#### PROBLEM TO WORK ON
Your task is to extract every entry that follows word for word while excluding the pictures.
==*==
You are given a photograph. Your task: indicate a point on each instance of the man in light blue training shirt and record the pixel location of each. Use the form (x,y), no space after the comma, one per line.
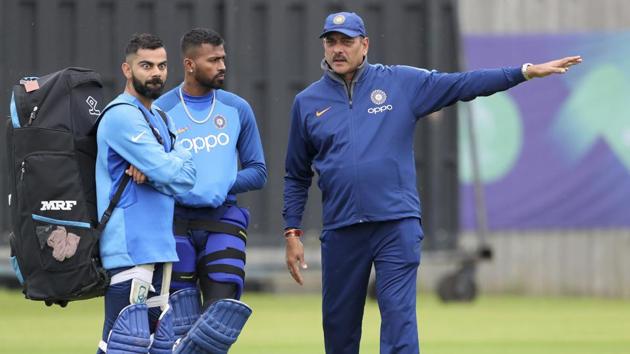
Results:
(135,139)
(219,129)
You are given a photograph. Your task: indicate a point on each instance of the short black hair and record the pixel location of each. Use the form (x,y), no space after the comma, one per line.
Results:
(142,41)
(198,36)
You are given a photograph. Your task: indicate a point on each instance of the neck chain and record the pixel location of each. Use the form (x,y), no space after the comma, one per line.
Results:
(181,97)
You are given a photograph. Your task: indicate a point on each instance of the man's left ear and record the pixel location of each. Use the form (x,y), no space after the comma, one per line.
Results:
(366,43)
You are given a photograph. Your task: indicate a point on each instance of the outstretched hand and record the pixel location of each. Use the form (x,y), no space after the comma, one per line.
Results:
(136,174)
(558,66)
(295,258)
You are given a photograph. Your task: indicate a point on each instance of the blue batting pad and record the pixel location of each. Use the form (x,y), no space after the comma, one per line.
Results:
(164,336)
(186,305)
(217,329)
(130,333)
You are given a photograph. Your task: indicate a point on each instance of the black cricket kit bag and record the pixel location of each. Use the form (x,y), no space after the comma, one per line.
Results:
(51,148)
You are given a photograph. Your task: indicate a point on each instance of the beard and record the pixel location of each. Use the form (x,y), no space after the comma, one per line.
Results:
(215,82)
(144,90)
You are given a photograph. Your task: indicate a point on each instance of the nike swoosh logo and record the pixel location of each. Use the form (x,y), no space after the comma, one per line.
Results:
(137,137)
(319,113)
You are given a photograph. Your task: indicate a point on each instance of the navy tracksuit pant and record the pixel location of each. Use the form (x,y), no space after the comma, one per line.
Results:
(347,257)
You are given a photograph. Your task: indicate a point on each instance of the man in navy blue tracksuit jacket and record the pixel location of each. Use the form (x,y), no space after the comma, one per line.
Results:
(354,127)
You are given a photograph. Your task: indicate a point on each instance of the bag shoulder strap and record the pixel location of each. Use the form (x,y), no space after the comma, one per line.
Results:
(112,203)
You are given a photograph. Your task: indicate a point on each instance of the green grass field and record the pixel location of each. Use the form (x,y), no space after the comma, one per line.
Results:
(292,324)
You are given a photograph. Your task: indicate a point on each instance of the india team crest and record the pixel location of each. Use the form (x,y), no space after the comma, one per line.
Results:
(378,96)
(182,130)
(219,121)
(339,19)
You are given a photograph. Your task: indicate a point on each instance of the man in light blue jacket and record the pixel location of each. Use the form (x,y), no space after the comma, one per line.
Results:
(137,242)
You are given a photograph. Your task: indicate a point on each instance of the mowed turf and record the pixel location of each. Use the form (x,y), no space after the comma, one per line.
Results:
(292,324)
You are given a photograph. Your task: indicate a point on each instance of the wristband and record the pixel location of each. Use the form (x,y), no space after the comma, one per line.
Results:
(293,233)
(524,70)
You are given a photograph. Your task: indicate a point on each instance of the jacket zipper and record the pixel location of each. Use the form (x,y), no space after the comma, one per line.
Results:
(349,89)
(32,116)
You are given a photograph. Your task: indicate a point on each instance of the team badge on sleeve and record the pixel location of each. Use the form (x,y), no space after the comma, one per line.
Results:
(219,121)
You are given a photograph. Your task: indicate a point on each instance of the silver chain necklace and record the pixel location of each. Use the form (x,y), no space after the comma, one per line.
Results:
(181,97)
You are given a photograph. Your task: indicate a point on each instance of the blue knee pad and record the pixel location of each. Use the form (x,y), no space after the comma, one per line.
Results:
(216,330)
(186,305)
(184,270)
(164,337)
(130,333)
(224,256)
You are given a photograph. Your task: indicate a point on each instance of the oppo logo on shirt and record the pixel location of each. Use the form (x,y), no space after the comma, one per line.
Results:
(206,143)
(380,109)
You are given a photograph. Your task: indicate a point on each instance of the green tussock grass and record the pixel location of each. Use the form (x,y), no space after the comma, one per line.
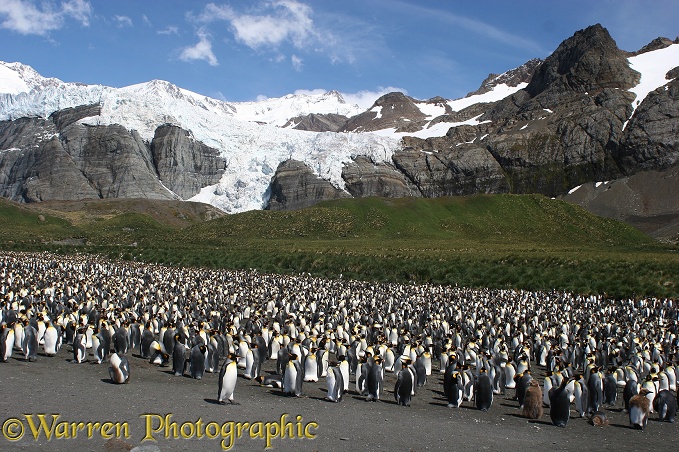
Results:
(500,241)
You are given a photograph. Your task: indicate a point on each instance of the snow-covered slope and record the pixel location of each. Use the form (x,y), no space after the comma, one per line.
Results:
(252,150)
(249,135)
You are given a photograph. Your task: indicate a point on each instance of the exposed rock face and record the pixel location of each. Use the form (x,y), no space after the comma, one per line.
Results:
(184,164)
(651,139)
(318,122)
(440,170)
(391,110)
(647,200)
(365,178)
(295,186)
(59,159)
(514,77)
(565,128)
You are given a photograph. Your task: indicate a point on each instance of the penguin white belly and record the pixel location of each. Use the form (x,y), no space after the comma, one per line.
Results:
==*==
#### THE OUTPUT
You are given a photograph. Your task: indicate a point on each instance of the man in light blue training shirt and record the pixel location of each. Use the form (x,y), no space after the comma, one per line.
Results:
(135,139)
(219,129)
You are given a photograph. Your task: indicate a point on each instance of the short black hair and record the pixel location of each. Use the form (x,y), no space after the comma, one per line.
Results:
(142,41)
(198,36)
You are given a photograph. Your task: indicate a point on each instance of the neck chain and record the pixel location of each. Use the form (x,y), no space after the comma, one per line.
Results:
(181,97)
You are given a photograph. Your task: indicate a point on each instance of the man's left ear and record the pixel location of each. Use the form (x,y), no space after the comma, one per line.
Results:
(366,43)
You are given a photograph. Your task: indicate a point on each instance of the outstretched hand and record the pixel location of each. Use the form (x,y), no space after the comma, one per line.
Results:
(136,174)
(558,66)
(295,258)
You are given a photograph. Your task: indicate a point on each instance of the blue batting pad and record the pixel location of each. Use the form (x,y), no space after the comma, one per line.
Results:
(164,336)
(186,305)
(217,329)
(130,333)
You are given a photograph. Your task: indicate a point on each instance of the black cricket kit bag and record the pixel location of each. Use the form (x,y), no space after the comma, one per line.
Results:
(51,148)
You are given a photograph. Your task: indicate a point on each instance of the beard and record the pixel location of each. Use the form (x,y), no space after the comma, one per line.
Results:
(215,82)
(144,90)
You are given a photograph. Your task: indicate a point on each instance of the nike swoosh logo and record the pixel location of each. Use the form (x,y), no space after the comma, one per line.
Results:
(137,137)
(319,113)
You are given a photograph. Your task: indicate a point on each instance of the navy tracksuit pant and record the pixel location of each. Use the form (x,y), no space after the comma, one per line.
Results:
(347,257)
You are given a photograph. Your task: indicate a point on each instance of the man in navy blue tracksuit jacket and record the pixel location of each. Use the form (x,y), no space after the comma, one per line.
Results:
(354,127)
You are given a photograph. Your task: indicate a point on each instance of the bag shoulder strap and record the pixel location of each. Use the form (x,y), no space after the comma, one per line.
Results:
(112,203)
You are given a photograph. Your task: indicate a point on each instance of the green grass field and record the pixel location of each. Use the form (x,y), no space after the comma, one per line.
Results:
(292,324)
You are given a photograph. Your task: indicate a point on each instance of the india team crest and record the pixel location of each. Use the form (x,y), no space after the comma, one per line.
Results:
(378,96)
(182,130)
(219,121)
(339,19)
You are given a photograph. Your task: indicate a point on each instance of the man in light blue jacket and record the pixel location of each. Use the form (x,y), no space after the comma, one per line.
Results:
(137,242)
You are given a photograph. Your task: indicate a point on each instance of the mowed turf and record the pixel location of each. Use the form (x,y), no space after the comma, one per line.
Results:
(292,324)
You are given a photograph. Your task: indicate a point on each instance of the wristband and record the pixel location of each. Use the form (x,y), no space after the comma, one per line.
Results:
(293,233)
(524,70)
You are given a photograph. Your task: indicate a point on each instance of the jacket zipper and record the pixel location of each. Use the form (x,y), no space after the comma, one per line.
Results:
(349,89)
(32,116)
You are given a photograph. Your task: indicate a point on each instance of the team badge on sleeve and record the pixel location of each. Use the form (x,y), no space after the comma, one per line.
Results:
(219,121)
You are given a photograph. Your task: indicate a point on each instance of the silver chain necklace and record the pixel location of each. Use the form (x,y), no space after the comma, one per line.
Results:
(181,97)
You are given a photograph. Your task: indicate a point on each instance of the blue knee pad and record the pixel location of each. Use the form (x,y), no space after the comma, one per line.
Results:
(216,330)
(186,305)
(184,270)
(164,337)
(130,333)
(224,256)
You are given a photograph. Your task: indicate a point on each instance of the oppo logo on shirt and record the pixel location of each. Use the form (x,y), no space after the comma, one per line.
Results:
(206,143)
(380,109)
You are given a photograph. Your task: indicate a point on each instance of the green tussock grass and record the pixel location of each. Use the form (x,y), no space after the comma, one per line.
Results:
(500,241)
You are given a photograph. Your task: indicate a point on each instance of the snow-covered slope and record the pixel location of each. Use the form (x,y), no space after the comma, one per line.
Results:
(252,150)
(249,135)
You are given a photograph. Your task: indicate a point on each instance of the exposed rock face and record the pixel location of each. Use the form (x,y), no space after the comma, one per line.
Results:
(184,164)
(651,139)
(318,122)
(440,170)
(391,110)
(647,200)
(365,178)
(295,186)
(59,159)
(514,77)
(565,128)
You are given a photograph. Your task: indicate a point on each instance of the penguin white belly and record the pixel location of each. Use the form (x,y), no space after the comma, one per line.
Results:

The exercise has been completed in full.